**WORK ORDER:** From the data that follows, copy every line with the string "below".

**Dataset entries:**
<<<<

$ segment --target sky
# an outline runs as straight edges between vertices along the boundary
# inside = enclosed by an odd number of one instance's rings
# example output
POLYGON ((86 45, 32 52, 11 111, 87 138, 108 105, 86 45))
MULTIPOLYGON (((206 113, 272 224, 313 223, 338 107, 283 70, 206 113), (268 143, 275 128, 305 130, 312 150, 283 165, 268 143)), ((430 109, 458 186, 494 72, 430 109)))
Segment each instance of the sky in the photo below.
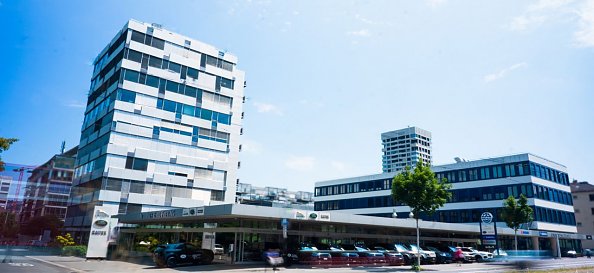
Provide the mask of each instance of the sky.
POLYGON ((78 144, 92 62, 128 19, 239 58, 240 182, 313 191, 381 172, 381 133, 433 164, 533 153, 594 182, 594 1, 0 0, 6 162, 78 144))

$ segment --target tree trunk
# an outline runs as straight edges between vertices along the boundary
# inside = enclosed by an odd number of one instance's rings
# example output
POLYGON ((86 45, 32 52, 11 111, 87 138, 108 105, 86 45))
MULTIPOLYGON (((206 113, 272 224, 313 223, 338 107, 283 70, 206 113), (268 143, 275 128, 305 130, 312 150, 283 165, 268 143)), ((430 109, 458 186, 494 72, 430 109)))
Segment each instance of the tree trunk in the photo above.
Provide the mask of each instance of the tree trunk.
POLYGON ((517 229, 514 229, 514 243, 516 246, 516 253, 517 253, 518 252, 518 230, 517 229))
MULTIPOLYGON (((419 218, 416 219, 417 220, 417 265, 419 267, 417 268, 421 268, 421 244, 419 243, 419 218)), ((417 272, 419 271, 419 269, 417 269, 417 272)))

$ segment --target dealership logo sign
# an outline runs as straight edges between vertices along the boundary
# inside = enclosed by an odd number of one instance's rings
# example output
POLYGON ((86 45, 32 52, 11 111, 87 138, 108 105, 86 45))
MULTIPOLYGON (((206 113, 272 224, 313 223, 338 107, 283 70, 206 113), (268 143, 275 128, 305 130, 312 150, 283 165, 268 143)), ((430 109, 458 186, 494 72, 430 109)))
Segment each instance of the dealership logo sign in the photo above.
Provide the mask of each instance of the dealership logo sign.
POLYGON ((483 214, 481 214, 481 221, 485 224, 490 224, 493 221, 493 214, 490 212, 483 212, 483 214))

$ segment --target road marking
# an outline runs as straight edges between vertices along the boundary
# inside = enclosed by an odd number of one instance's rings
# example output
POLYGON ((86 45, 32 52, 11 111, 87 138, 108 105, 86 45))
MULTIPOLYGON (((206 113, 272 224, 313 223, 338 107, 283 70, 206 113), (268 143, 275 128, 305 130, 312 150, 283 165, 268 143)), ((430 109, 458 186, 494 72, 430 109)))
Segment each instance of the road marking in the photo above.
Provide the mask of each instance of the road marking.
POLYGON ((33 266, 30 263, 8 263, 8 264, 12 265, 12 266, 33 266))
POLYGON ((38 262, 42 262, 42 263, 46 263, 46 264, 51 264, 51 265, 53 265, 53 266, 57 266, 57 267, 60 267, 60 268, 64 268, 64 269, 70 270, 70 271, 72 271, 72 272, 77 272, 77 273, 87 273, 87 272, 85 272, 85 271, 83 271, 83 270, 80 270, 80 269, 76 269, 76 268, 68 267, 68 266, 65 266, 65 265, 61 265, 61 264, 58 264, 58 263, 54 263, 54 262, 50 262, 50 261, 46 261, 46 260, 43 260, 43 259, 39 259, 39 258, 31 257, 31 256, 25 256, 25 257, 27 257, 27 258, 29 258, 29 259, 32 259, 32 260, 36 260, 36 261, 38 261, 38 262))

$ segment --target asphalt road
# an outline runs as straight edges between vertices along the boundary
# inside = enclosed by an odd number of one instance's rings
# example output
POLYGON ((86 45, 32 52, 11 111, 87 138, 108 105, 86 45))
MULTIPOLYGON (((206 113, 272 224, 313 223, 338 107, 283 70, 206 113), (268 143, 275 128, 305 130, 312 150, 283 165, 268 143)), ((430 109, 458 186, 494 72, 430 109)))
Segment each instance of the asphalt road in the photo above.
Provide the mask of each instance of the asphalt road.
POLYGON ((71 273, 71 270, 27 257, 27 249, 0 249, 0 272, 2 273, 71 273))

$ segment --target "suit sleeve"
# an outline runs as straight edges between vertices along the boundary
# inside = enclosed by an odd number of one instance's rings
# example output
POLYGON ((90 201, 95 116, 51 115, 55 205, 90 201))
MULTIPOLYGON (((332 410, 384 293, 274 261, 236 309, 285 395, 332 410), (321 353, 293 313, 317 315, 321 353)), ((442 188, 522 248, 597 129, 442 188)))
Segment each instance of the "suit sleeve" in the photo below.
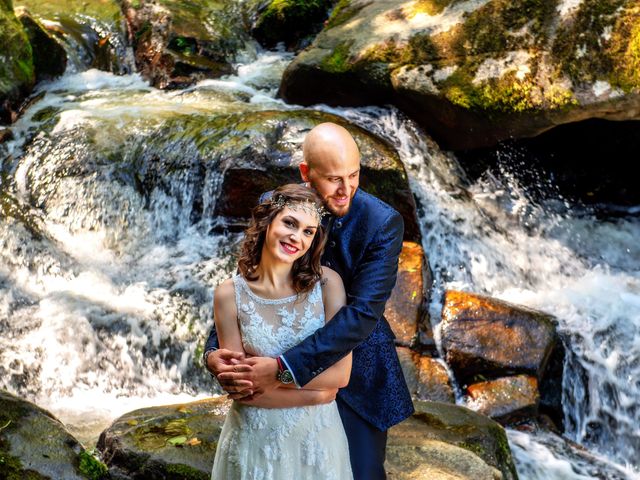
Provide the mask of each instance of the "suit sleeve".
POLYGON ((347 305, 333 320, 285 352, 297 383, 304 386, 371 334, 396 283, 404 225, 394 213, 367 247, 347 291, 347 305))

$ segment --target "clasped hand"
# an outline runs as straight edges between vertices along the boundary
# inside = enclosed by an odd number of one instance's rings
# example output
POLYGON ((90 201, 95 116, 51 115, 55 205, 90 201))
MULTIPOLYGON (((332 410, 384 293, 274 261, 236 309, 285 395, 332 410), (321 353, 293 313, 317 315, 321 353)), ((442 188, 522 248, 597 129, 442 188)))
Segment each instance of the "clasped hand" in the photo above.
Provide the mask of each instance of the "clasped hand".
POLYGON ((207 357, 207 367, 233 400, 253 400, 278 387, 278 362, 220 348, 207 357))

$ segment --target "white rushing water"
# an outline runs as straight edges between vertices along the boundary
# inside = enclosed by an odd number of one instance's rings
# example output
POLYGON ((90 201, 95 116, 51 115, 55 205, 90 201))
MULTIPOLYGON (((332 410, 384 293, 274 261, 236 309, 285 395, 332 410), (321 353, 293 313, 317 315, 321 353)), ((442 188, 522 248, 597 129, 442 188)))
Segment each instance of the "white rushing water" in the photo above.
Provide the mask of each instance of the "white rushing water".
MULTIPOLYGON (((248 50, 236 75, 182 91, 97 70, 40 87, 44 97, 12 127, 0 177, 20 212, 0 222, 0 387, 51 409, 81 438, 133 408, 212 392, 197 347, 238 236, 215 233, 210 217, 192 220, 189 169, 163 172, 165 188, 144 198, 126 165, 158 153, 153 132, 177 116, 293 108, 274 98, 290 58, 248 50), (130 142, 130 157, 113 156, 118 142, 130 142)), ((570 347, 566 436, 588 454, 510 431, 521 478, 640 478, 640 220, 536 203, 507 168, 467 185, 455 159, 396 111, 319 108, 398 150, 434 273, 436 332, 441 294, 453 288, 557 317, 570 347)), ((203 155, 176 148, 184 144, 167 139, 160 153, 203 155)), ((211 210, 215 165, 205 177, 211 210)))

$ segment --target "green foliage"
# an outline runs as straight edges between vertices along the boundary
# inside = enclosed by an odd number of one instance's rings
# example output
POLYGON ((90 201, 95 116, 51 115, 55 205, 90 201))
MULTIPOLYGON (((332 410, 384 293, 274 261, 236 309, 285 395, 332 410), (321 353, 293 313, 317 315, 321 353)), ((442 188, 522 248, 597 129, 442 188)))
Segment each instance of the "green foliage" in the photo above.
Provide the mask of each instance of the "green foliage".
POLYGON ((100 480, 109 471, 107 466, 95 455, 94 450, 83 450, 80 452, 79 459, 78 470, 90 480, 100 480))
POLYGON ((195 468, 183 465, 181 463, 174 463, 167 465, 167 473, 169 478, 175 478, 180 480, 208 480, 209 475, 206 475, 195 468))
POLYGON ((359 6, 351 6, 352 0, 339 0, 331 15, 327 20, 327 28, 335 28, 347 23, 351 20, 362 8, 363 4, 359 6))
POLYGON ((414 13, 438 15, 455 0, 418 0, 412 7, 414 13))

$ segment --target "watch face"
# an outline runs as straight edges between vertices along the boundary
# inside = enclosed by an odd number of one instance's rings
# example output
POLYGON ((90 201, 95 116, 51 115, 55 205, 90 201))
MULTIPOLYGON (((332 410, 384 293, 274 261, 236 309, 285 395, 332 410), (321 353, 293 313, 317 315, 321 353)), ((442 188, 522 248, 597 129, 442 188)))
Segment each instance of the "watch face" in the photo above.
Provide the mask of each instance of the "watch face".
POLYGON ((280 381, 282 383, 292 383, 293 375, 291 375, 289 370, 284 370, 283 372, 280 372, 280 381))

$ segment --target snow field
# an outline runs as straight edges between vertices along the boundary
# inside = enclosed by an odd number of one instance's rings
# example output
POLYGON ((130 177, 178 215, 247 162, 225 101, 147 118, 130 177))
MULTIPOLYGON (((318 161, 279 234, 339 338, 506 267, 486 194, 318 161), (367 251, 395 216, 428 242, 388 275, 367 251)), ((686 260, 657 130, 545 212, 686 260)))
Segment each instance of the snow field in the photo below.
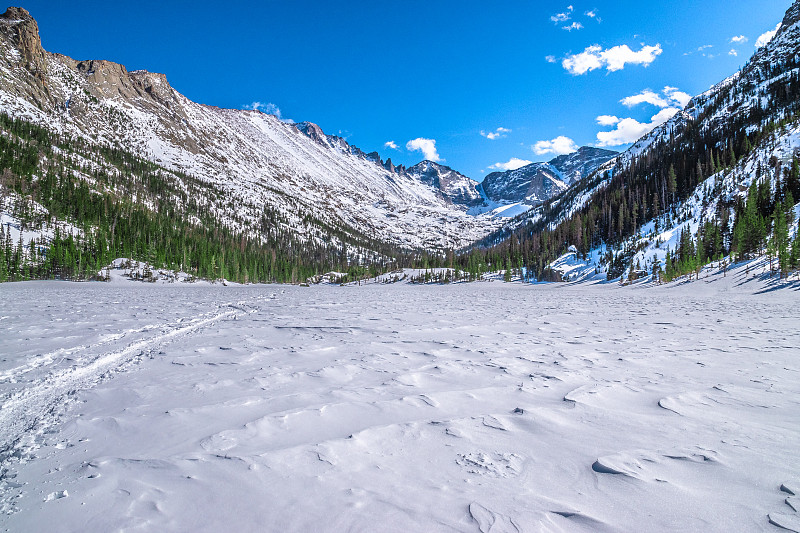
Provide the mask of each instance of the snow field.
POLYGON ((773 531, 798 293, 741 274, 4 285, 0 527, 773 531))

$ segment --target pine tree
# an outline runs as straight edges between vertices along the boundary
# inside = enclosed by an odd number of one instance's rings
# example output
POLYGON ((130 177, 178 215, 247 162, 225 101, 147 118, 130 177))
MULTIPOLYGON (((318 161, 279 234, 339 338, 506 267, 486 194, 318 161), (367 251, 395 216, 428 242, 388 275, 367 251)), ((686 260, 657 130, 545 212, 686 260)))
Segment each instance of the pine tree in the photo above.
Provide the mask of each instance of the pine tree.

>>>>

**SOLUTION FOR THIS PROBLEM:**
Segment each instance of the sky in the photo below.
Segment each instance of the "suit sleeve" in the photo below.
Segment each instance of the snow field in the photo below.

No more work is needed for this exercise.